• Task description
Copy out every row below word for word, leaving out the pictures.

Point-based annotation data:
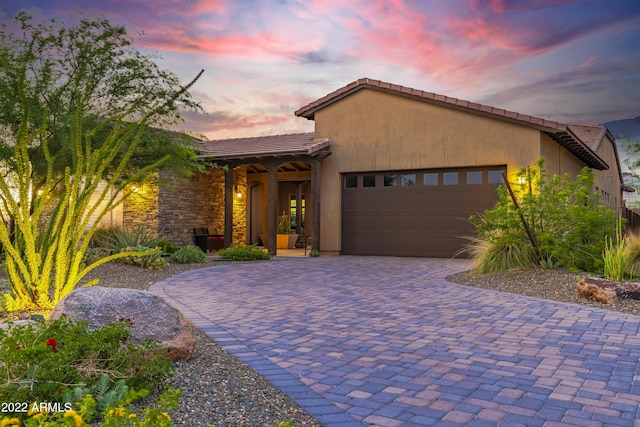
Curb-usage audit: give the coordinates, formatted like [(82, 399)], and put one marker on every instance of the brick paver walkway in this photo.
[(389, 342)]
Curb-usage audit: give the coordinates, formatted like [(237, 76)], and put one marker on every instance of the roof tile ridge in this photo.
[(258, 137)]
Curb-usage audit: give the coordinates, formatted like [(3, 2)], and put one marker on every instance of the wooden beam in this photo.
[(272, 208), (228, 208), (315, 203)]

• Exercise response
Curb-usage audit: give the coordinates, formatted like [(82, 399)], and put one marker on every instance of the brick paver walkway in this photo.
[(389, 342)]
Curb-usage audit: give the coordinates, formatted like [(237, 76)], and put one marker on every instance of the roof tile ridge in this photo.
[(258, 137)]
Curb-usage audit: give the coordinates, formatted like [(3, 2)], and put one marker on every instance of the wooden beam in this photo.
[(272, 208), (228, 208), (315, 203)]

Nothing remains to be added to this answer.